What follows is a listing; give it again exactly, in its entirety.

** start **

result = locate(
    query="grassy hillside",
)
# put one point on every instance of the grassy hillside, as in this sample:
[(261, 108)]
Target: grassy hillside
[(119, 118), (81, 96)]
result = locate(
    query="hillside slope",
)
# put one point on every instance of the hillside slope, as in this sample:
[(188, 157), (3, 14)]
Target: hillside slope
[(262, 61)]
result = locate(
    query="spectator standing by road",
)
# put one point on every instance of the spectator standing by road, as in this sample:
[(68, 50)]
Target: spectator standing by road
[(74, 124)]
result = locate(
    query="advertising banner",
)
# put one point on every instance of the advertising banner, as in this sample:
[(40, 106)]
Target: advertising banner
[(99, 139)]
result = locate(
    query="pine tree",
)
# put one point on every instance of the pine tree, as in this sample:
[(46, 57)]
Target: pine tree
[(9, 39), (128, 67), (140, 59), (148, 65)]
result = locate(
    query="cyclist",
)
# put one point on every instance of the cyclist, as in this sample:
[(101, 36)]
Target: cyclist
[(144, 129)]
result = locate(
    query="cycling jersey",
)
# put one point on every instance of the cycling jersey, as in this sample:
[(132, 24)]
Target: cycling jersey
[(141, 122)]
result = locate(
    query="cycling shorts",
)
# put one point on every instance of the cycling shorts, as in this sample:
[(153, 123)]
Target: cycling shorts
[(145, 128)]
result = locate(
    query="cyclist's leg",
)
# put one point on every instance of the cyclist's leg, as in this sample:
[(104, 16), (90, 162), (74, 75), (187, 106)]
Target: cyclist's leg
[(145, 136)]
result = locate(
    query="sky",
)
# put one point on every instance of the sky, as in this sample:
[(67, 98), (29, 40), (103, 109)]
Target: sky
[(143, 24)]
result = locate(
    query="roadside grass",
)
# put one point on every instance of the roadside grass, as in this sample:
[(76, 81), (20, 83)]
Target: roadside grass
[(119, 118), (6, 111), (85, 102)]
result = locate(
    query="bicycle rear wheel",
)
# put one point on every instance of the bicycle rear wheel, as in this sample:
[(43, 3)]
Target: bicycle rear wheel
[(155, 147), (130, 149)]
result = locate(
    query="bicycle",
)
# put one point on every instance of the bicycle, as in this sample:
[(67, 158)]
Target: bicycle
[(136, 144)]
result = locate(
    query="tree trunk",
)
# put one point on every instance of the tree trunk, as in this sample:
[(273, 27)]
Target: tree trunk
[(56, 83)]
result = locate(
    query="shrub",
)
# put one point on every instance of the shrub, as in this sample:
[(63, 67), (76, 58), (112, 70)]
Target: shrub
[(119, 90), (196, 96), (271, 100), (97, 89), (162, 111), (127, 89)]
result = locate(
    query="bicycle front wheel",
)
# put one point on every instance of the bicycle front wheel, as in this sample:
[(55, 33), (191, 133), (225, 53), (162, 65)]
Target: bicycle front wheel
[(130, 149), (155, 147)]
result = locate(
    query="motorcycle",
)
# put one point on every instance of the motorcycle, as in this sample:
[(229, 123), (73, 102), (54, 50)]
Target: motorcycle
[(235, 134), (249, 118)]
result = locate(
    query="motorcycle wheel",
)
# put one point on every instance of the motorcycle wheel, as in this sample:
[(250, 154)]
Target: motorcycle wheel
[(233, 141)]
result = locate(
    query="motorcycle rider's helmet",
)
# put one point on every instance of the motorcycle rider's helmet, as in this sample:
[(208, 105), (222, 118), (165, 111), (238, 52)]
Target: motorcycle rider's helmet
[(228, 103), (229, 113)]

** end **

> **Response to the exercise**:
result = locate(
    query="grassy hillside",
)
# put one point on every instance of the grassy hillside, as in this sample:
[(261, 108)]
Target: grassy hillside
[(119, 118), (81, 96)]
result = locate(
    query="hillside slope",
)
# put one point on every instance of the hillside slope, as in this sample:
[(188, 157), (3, 14)]
Target: hillside slope
[(262, 61)]
result = locate(
    query="spectator standing by road",
)
# put one point on every instance of the spectator standing by road, as in this sample:
[(68, 50)]
Target: spectator standing by road
[(74, 124)]
result = locate(
    query="advertising banner",
)
# put one point on every instance of the advertising banner, as in this sample:
[(40, 106)]
Target: advertising banner
[(99, 139)]
result = locate(
    query="pine tree",
)
# put one point on every instance of the pine tree, as in this sample:
[(46, 57)]
Target: pine tree
[(9, 39), (128, 67), (140, 59), (148, 65)]
result = locate(
    query="cyclist",
)
# put one point on every instance of the cyclist, as in this sample:
[(101, 36)]
Target: cyclist
[(144, 129)]
result = locate(
    query="cycling jersey",
)
# put one point on every instance of the cycling jersey, as in this sample:
[(132, 24)]
Target: cycling jersey
[(141, 122)]
result = locate(
    query="cycling shorts",
)
# put one point on every instance of the cycling shorts, as in this sample:
[(153, 123)]
Target: cycling shorts
[(145, 128)]
result = locate(
    query="cyclist's leg",
)
# put one point on every instance of the cyclist's leg, as in this sample:
[(104, 16), (90, 162), (74, 75), (187, 106)]
Target: cyclist's leg
[(145, 136)]
result = locate(
    query="sky",
)
# put one point on every instance of the sky, as in this sample:
[(67, 98), (29, 40), (103, 109)]
Target: sky
[(143, 24)]
result = locate(
    query="roadside grass",
)
# put one point on every instance of the roadside grass, as in this sample:
[(76, 81), (20, 83)]
Target: roadside grass
[(119, 118), (6, 111), (85, 102)]
result = locate(
    query="bicycle rear wheel",
)
# put one point on every instance of the bicycle rear wheel, as in this sample:
[(43, 3)]
Target: bicycle rear wheel
[(155, 147), (130, 149)]
result = locate(
    query="bicycle",
)
# put one point on every instance of the bicycle, as in this sample:
[(67, 158)]
Target: bicycle
[(136, 144)]
result = locate(
    query="tree trunk",
)
# put one point on every instance of the tree trunk, as in this sample:
[(273, 27)]
Target: tree trunk
[(56, 83)]
result = locate(
    query="shrub",
)
# put one point on every instance of the shrub, as in this sample:
[(63, 67), (76, 58), (112, 70)]
Target: shrub
[(119, 90), (196, 96), (271, 100), (97, 89), (162, 111), (127, 89)]
result = locate(
    query="bicycle front wheel",
)
# put one point on every instance of the bicycle front wheel, as in this sample:
[(55, 33), (191, 133), (225, 53), (162, 65)]
Target: bicycle front wheel
[(130, 149), (155, 147)]
result = locate(
    query="motorcycle",
)
# put one point on every instance of the motorcycle, as in this sample:
[(229, 123), (73, 102), (54, 50)]
Target: motorcycle
[(235, 134), (249, 118)]
result = locate(
    query="motorcycle wheel",
)
# put one point on every instance of the motorcycle wheel, as in this sample:
[(250, 154)]
Target: motorcycle wheel
[(233, 141)]
result = locate(
    query="motorcycle rider's helmet",
)
# put one point on every instance of the motorcycle rider's helmet, as in this sample:
[(208, 105), (222, 118), (165, 111), (238, 52)]
Target: motorcycle rider's helmet
[(228, 103), (229, 113)]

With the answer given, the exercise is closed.